(WHAT THE TASK ASKS)
Update the part of the entries below that opens with the line containing "foreground foliage in" and closes with the line containing "x=122, y=270". Give only those lines again with "sunlit cloud" changed to "bright cloud" and everything else unchanged.

##### MATERIAL

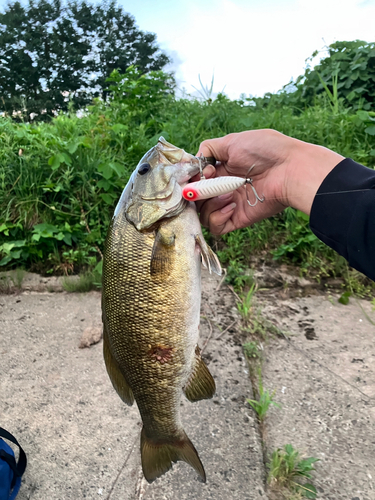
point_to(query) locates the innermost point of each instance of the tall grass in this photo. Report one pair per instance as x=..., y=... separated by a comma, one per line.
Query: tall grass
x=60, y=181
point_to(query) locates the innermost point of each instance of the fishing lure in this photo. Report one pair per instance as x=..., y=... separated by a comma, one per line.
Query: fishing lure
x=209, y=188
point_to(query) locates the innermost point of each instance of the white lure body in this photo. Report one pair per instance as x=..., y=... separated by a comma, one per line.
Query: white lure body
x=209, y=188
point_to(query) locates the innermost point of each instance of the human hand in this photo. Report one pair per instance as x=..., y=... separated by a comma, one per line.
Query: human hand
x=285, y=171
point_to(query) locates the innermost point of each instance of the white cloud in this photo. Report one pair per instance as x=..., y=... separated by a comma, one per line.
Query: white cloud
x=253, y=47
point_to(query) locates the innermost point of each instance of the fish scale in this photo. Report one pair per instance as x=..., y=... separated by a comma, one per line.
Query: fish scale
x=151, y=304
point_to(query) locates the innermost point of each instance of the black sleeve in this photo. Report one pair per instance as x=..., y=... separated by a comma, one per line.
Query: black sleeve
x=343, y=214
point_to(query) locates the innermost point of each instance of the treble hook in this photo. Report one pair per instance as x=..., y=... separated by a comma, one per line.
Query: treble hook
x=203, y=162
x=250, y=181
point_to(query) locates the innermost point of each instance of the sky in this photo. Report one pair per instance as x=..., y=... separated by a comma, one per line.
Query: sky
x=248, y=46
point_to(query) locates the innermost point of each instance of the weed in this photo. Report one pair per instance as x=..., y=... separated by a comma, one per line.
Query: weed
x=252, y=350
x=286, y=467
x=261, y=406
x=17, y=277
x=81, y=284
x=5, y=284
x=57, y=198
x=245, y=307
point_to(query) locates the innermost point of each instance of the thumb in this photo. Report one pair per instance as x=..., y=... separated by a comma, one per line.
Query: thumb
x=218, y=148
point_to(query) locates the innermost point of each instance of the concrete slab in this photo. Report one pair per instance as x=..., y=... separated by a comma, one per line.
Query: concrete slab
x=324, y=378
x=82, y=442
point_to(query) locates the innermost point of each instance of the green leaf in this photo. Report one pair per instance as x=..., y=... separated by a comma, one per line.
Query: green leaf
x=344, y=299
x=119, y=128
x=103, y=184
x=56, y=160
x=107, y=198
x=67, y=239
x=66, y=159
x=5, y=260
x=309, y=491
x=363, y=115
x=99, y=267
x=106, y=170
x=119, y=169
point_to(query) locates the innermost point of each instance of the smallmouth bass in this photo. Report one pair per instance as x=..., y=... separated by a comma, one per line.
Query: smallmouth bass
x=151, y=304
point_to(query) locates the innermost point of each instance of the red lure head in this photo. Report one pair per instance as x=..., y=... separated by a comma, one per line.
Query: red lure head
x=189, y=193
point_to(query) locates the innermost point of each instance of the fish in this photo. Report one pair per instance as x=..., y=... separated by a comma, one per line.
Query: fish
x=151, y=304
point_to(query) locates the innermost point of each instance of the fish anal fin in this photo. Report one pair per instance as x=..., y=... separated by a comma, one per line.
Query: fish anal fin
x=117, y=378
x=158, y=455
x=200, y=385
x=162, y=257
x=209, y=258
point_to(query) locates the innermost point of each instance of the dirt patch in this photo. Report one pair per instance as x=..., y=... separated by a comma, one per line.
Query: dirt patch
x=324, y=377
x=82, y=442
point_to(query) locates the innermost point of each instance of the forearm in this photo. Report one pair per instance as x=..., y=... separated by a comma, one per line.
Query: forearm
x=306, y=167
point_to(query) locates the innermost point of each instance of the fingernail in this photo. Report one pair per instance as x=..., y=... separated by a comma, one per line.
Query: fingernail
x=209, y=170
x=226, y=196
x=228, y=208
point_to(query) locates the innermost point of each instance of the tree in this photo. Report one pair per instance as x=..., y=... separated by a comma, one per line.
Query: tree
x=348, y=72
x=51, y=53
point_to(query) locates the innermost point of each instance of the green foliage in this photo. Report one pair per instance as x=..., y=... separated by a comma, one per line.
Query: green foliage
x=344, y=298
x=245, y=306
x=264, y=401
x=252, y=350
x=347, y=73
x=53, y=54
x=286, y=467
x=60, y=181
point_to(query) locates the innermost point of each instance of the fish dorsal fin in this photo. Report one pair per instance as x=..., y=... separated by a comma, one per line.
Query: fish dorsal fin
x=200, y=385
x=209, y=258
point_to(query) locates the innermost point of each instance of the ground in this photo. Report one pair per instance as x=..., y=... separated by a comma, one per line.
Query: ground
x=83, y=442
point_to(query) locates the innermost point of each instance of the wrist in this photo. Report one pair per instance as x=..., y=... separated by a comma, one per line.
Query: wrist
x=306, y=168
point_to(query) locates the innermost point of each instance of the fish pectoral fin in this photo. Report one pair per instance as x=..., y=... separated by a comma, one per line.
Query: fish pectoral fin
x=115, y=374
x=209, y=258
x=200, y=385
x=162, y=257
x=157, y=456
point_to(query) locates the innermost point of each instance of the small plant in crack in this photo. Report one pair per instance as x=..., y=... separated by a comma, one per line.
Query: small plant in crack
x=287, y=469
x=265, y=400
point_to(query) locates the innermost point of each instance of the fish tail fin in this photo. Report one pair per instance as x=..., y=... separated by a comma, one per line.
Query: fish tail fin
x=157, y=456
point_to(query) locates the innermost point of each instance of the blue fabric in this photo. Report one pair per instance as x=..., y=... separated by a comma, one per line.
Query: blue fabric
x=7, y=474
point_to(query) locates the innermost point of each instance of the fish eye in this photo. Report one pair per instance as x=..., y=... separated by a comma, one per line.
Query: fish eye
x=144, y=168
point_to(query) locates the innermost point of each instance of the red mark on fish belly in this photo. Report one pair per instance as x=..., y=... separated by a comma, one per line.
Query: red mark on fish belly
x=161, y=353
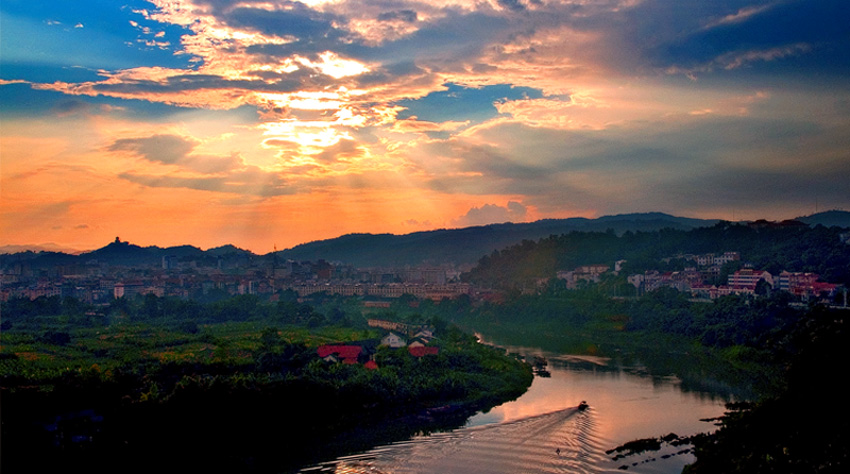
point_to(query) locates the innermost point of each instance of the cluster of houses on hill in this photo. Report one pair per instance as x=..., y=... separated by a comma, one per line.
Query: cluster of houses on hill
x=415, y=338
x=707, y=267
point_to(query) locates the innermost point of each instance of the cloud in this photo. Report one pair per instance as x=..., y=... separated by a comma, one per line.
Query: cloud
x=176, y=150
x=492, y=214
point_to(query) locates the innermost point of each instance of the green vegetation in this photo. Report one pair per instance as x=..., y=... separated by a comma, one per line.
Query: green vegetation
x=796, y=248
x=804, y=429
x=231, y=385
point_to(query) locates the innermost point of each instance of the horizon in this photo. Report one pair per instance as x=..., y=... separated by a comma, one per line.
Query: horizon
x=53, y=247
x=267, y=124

##########
##### MATERIAL

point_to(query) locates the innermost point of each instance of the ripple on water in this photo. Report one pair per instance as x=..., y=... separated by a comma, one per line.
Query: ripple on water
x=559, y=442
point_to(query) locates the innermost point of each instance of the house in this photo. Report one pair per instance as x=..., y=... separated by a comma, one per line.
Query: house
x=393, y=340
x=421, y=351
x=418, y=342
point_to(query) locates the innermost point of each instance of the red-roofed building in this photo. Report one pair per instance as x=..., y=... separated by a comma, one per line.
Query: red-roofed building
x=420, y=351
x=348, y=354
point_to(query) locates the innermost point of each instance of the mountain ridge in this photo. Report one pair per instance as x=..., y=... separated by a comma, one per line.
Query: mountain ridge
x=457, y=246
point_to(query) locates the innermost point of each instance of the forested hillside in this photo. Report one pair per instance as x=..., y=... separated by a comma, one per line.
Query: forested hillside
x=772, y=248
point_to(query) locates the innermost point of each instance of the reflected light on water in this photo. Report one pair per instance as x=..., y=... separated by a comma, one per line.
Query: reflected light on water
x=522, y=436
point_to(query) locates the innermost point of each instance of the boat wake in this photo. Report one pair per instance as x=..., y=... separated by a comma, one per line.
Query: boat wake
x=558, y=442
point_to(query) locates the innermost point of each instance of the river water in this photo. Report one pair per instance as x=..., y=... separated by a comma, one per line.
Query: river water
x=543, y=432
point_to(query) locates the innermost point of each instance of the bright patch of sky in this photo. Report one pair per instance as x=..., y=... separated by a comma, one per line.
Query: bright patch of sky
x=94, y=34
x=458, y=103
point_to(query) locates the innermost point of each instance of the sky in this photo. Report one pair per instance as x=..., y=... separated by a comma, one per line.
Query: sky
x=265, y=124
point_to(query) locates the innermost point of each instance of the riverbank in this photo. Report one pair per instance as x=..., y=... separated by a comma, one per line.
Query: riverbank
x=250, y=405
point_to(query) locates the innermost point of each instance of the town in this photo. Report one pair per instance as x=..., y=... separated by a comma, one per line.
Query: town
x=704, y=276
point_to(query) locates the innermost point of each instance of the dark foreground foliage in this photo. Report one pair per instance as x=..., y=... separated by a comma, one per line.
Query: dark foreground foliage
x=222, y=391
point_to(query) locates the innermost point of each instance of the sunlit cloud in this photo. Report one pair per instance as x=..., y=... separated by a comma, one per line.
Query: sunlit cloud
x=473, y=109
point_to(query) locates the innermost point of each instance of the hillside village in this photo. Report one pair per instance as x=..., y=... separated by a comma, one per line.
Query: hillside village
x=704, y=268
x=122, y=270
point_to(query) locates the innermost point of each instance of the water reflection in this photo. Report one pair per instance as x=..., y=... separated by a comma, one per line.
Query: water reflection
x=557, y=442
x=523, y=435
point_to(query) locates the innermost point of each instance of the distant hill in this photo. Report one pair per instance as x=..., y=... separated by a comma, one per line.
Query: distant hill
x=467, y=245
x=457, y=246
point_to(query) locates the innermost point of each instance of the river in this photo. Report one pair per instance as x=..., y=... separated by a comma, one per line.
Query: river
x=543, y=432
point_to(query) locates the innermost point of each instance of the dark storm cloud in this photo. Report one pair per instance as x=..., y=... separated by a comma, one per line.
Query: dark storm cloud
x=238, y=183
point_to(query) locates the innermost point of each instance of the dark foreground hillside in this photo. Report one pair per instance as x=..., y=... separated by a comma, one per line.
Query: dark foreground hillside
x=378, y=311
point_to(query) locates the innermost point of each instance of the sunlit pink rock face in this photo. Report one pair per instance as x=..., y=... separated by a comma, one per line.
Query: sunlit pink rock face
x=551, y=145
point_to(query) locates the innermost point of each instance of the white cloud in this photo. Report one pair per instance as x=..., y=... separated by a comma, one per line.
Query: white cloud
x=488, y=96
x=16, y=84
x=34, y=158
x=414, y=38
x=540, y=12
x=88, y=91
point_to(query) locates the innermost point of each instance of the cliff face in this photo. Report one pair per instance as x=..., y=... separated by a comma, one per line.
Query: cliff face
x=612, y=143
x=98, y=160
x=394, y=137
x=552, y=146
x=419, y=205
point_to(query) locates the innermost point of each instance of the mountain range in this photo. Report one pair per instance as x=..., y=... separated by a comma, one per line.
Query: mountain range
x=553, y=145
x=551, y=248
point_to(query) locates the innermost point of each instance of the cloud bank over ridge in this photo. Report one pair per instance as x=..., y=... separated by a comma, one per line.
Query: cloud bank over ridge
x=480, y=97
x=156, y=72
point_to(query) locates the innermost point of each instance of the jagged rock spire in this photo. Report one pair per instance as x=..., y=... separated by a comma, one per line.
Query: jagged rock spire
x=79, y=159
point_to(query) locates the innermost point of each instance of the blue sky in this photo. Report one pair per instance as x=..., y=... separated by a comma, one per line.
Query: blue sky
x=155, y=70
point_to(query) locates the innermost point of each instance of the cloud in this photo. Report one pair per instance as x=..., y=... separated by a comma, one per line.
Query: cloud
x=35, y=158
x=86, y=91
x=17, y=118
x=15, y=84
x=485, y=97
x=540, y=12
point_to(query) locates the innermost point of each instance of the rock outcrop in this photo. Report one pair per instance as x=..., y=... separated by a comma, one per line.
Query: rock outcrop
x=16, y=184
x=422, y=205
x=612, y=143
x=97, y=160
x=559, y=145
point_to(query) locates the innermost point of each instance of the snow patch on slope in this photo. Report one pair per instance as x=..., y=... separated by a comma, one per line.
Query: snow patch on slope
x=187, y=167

##########

(FINISHED ANSWER)
point_to(query) locates the innermost point of each instance of the dark foreground foliage in this photo. Report one pair per instance as x=..., y=... separated by a comma, one per line.
Query: dark foreground foliage
x=222, y=391
point_to(query) locates the innermost point of each instance of the bright cloud in this photo. Report one pair per instance as x=..., y=... separated by a comma, one per line.
Query: bright cloud
x=473, y=109
point_to(query) locates the innermost point of each instance of the hillside village in this photo. Report one pair per instance as x=..., y=... separated by a comma, one per line.
Query: hillside village
x=704, y=268
x=122, y=270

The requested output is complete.